Work instructions
The whole listing, from first line to last: copy it exactly.

......

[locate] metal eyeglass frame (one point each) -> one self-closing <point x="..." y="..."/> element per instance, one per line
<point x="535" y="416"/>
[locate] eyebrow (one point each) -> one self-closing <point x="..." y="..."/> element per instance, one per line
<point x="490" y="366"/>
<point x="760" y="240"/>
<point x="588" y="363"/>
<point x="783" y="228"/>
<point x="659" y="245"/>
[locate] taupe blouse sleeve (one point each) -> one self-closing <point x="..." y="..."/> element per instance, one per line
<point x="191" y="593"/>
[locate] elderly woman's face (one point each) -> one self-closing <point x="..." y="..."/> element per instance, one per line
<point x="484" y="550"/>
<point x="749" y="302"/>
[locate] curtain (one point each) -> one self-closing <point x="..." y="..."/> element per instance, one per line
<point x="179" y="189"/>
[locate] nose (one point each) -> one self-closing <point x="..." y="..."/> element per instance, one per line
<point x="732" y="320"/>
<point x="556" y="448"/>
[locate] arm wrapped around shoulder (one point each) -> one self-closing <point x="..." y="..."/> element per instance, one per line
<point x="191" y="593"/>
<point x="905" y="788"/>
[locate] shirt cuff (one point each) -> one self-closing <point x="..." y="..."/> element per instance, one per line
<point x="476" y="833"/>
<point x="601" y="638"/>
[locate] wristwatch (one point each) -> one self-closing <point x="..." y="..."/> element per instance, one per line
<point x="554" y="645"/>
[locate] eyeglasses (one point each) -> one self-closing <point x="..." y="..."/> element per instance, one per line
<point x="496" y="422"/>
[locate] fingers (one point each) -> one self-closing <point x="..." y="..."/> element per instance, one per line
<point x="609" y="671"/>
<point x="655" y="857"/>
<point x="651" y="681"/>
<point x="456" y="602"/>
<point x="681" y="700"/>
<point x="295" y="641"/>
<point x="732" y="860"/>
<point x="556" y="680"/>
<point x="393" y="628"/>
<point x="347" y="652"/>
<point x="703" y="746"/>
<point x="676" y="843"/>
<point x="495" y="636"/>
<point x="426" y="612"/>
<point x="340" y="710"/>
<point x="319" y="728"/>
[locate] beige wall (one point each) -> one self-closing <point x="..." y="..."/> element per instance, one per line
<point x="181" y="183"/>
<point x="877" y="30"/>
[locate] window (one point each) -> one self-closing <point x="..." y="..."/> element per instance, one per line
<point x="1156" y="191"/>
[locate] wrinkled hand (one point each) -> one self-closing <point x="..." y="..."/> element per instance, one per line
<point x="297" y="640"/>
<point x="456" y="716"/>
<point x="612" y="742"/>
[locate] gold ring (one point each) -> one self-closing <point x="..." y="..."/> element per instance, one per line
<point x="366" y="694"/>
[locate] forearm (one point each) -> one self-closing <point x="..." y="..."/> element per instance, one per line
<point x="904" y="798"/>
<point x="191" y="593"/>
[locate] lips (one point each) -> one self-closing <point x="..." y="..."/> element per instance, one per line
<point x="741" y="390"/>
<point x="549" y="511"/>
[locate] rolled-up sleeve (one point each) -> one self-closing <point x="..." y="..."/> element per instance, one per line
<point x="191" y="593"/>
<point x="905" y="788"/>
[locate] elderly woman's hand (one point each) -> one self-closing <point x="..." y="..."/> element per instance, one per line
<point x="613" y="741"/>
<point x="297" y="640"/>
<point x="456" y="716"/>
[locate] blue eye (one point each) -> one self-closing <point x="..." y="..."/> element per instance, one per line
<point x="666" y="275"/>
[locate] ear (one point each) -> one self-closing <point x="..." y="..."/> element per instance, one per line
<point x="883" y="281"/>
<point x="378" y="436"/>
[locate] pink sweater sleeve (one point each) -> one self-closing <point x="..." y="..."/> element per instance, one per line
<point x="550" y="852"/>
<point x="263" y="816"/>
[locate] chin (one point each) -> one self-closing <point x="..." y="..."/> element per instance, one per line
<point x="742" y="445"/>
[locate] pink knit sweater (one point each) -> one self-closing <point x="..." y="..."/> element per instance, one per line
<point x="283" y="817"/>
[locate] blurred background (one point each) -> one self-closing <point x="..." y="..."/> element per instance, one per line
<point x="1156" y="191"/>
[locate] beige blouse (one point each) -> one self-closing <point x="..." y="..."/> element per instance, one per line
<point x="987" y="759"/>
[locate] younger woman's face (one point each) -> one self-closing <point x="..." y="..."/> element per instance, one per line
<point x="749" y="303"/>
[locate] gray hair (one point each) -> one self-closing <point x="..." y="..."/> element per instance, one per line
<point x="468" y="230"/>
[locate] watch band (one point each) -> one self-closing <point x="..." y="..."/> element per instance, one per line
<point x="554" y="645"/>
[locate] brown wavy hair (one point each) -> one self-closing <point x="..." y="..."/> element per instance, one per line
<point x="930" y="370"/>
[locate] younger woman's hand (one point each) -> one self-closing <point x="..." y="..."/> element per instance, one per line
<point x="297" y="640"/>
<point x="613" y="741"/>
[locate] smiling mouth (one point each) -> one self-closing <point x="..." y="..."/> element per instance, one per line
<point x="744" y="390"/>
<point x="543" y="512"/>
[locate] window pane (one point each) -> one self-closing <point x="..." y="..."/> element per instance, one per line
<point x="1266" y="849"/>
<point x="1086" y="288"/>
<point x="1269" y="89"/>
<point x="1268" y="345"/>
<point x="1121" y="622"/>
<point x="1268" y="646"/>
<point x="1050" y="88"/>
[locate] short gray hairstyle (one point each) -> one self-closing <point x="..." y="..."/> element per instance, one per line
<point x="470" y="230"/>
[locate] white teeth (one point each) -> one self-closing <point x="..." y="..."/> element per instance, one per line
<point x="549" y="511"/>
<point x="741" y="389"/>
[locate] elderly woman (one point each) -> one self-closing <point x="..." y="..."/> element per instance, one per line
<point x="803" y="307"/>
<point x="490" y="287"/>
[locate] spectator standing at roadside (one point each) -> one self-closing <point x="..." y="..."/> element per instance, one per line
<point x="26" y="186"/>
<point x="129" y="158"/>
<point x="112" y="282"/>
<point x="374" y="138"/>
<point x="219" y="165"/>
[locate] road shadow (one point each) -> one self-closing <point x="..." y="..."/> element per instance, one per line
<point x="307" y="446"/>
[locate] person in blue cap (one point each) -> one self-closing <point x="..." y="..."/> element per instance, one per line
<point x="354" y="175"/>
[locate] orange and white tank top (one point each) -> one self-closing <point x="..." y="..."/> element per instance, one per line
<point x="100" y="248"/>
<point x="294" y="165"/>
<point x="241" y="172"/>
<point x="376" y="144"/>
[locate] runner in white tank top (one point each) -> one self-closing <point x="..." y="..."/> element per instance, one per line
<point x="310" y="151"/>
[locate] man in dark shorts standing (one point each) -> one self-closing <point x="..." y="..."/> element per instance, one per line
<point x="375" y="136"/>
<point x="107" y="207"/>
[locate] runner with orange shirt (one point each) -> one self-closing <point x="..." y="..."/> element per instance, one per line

......

Exercise output
[locate] metal eyeglass frame (one point each) -> one self-closing <point x="..." y="..."/> element per instance, one per line
<point x="535" y="416"/>
[locate] eyebrow (one point each) -> one self-closing <point x="..." y="..."/> element per instance, one per line
<point x="490" y="366"/>
<point x="760" y="240"/>
<point x="588" y="363"/>
<point x="783" y="228"/>
<point x="659" y="245"/>
[locate] taupe blouse sleeve (one point each) -> one self-closing <point x="..." y="..."/> element per instance, one per line
<point x="191" y="593"/>
[locate] elderly woman's face (one point each) -> one self-closing <point x="..." y="..."/> element per instance, one per line
<point x="484" y="550"/>
<point x="749" y="302"/>
[locate] curtain (one point each) -> one self-closing <point x="..." y="..."/> element per instance, one per line
<point x="179" y="189"/>
[locate] nose (one point each) -> one self-closing <point x="..." y="..."/> element per instance, one per line
<point x="732" y="320"/>
<point x="556" y="448"/>
[locate] arm wrapped around shoulder (one point each) -> one self-closing <point x="..." y="..."/> element per instance, one per line
<point x="191" y="593"/>
<point x="905" y="788"/>
[locate] shirt cuff (one point each) -> one self-closing <point x="..." y="..."/> element per instance, one per line
<point x="476" y="833"/>
<point x="601" y="638"/>
[locate] wristwatch (one point each) -> one self-closing <point x="..." y="..."/> element per instance, one per line
<point x="554" y="645"/>
[locate] eyeglasses (one point each) -> one self-closing <point x="..." y="..."/> element per instance, one per line
<point x="496" y="422"/>
[locate] fingers (one point each) -> one self-closing <point x="..." y="..."/> element per instance, one per line
<point x="609" y="671"/>
<point x="655" y="857"/>
<point x="651" y="681"/>
<point x="456" y="602"/>
<point x="681" y="700"/>
<point x="295" y="641"/>
<point x="732" y="860"/>
<point x="556" y="680"/>
<point x="393" y="628"/>
<point x="347" y="652"/>
<point x="703" y="746"/>
<point x="676" y="843"/>
<point x="495" y="636"/>
<point x="426" y="612"/>
<point x="340" y="710"/>
<point x="319" y="728"/>
[locate] beige wall (one point each) -> one self-closing <point x="..." y="..."/> element per instance, one per line
<point x="181" y="183"/>
<point x="877" y="30"/>
[locate] window (one point each) -> one self-closing <point x="..." y="..."/> element per instance, one per line
<point x="1156" y="191"/>
[locate] wrinkled hand (one point each) -> one self-closing <point x="..." y="..."/> element per instance, one per line
<point x="297" y="640"/>
<point x="456" y="716"/>
<point x="612" y="742"/>
[locate] gold ring (one point each) -> one self-closing <point x="..." y="..."/> element per instance, one per line
<point x="366" y="694"/>
[locate] forearm (one point each) -> one self-closing <point x="..." y="..."/> element per instance, one per line
<point x="904" y="798"/>
<point x="191" y="593"/>
[locate] lips (one point each) -> one self-closing <point x="..." y="..."/> element per instance, one per line
<point x="741" y="390"/>
<point x="549" y="511"/>
[locate] rolled-up sleeve (one point each) -> one self-closing <point x="..." y="..."/> element per instance, one per line
<point x="191" y="593"/>
<point x="905" y="788"/>
[locate] elderly woman's hand (one point each) -> one self-closing <point x="..." y="..."/> element per instance, one per line
<point x="613" y="741"/>
<point x="297" y="640"/>
<point x="456" y="716"/>
[locate] blue eye (one point each) -> one self-closing <point x="..." y="..."/> element per instance, one per line
<point x="666" y="275"/>
[locate] ear (one point each) -> one self-closing <point x="..." y="..."/> element per instance, one per line
<point x="883" y="281"/>
<point x="378" y="436"/>
[locate] pink sweater sleeve (one point each) -> one self-closing <point x="..." y="..."/> element per instance, one per line
<point x="550" y="852"/>
<point x="263" y="816"/>
[locate] chin (one point each) -> one self-closing <point x="..." y="..."/> element per instance, one per line
<point x="742" y="445"/>
[locate] pink knit sweater (one point each) -> one self-closing <point x="..." y="..."/> element per instance, one per line
<point x="283" y="817"/>
[locate] blurred background (one point each) -> one self-closing <point x="..." y="..."/> element per instance, one per line
<point x="1156" y="191"/>
[locate] beige blouse (one point each) -> one self-closing <point x="..." y="..."/> element per instance, one per line
<point x="987" y="759"/>
[locate] younger woman's face (one point each) -> one self-closing <point x="..." y="..."/> element per instance, one per line
<point x="749" y="303"/>
[locate] gray hair (one point each) -> one self-closing <point x="..." y="..."/> element per instance, one per line
<point x="468" y="230"/>
[locate] watch band (one point each) -> one self-closing <point x="..." y="..."/> element per instance, one per line
<point x="554" y="645"/>
[locate] brown wavy hair (one point each) -> one self-closing <point x="..." y="..."/> element per instance, one per line
<point x="930" y="370"/>
[locate] younger woman's hand (one point each) -> one self-closing <point x="..." y="..."/> element per instance, one per line
<point x="297" y="640"/>
<point x="613" y="741"/>
[locate] smiling mouth (one point each) -> one self-closing <point x="..." y="..."/> element per instance, one per line
<point x="744" y="390"/>
<point x="543" y="512"/>
[locate] window pane (one point each) -> one self-closing <point x="..." y="..."/> element per instance, one per line
<point x="1266" y="849"/>
<point x="1086" y="288"/>
<point x="1269" y="89"/>
<point x="1268" y="345"/>
<point x="1121" y="622"/>
<point x="1268" y="646"/>
<point x="1050" y="88"/>
[locate] short gray hairstyle (one point each) -> one self-closing <point x="..." y="..."/> element per instance, one per line
<point x="470" y="230"/>
[locate] white teeth (one point each) -> one self-closing <point x="..." y="..."/> element per instance, one per line
<point x="549" y="511"/>
<point x="741" y="389"/>
[locate] elderly woman (one point each) -> one self-closing <point x="..." y="..."/> element per instance, one per line
<point x="803" y="307"/>
<point x="490" y="287"/>
[locate] spectator standing at roadside (one point each) -> one self-closing <point x="..." y="..."/> element per instance, one per line
<point x="26" y="186"/>
<point x="129" y="158"/>
<point x="112" y="282"/>
<point x="374" y="138"/>
<point x="219" y="165"/>
[locate] road shadow (one point each) -> one self-closing <point x="..." y="..."/> element per instance, one per line
<point x="307" y="446"/>
[locate] person in blue cap (one point each) -> one self-closing <point x="..." y="..."/> element per instance, one per line
<point x="354" y="175"/>
[locate] orange and white tank top (one point each) -> one self-closing <point x="..." y="..."/> element per instance, one per line
<point x="100" y="248"/>
<point x="294" y="165"/>
<point x="241" y="172"/>
<point x="376" y="144"/>
[locate] runner in white tank top (one point each) -> one self-closing <point x="..." y="..."/> element per instance, one per line
<point x="310" y="151"/>
[locate] man in dark shorts standing (one point each) -> one self-closing <point x="..." y="..."/> element per instance, one per line
<point x="375" y="136"/>
<point x="107" y="207"/>
[locate] runner with orange shirt (one point each) -> one self-closing <point x="..." y="..."/> element per instance, one per line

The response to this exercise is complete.